| TO DO |
Copy the data below line for line, omitting any picture.
◆ ◆ ◆
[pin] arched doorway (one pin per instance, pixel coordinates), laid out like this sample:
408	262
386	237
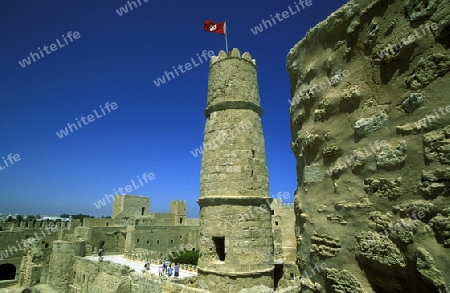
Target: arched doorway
7	272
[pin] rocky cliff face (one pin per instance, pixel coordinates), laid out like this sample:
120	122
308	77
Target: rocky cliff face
370	114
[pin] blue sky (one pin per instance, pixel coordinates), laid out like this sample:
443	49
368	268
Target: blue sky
153	129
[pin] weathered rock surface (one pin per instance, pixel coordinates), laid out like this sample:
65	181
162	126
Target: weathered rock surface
380	215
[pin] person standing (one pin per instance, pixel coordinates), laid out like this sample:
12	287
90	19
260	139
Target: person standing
164	267
176	270
169	271
161	270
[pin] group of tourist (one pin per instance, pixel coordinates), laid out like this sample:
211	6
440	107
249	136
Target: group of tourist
◆ ◆ ◆
| ANSWER FOR THE TASK |
[pin] arched doorway (one pin per instance, pixel coordinates), laid out like this sample:
408	262
386	237
Target: arched doorway
7	272
[pin] rocky cliff face (one pin per instance, pixel coordinates), laid out like this sample:
120	122
308	77
Target: rocky cliff face
370	114
[pin] blue sky (one pin per instance, pixel coordinates), laid out like this sample:
443	49
368	268
Target: blue sky
153	129
[pin] weathered rock surface (one pin per instance, pixel coordinates), laid out like this sample:
65	181
162	126
Target: weathered rock surface
380	215
[pin] person standing (one pin per instance, pixel coordinates), laid out like this sample:
12	287
90	19
260	139
Target: person standing
164	267
176	270
169	271
161	270
[pin] group of tourist (one pin per instance, pixel coordinates), laid out like this sample:
211	6
440	107
249	136
Target: group of tourist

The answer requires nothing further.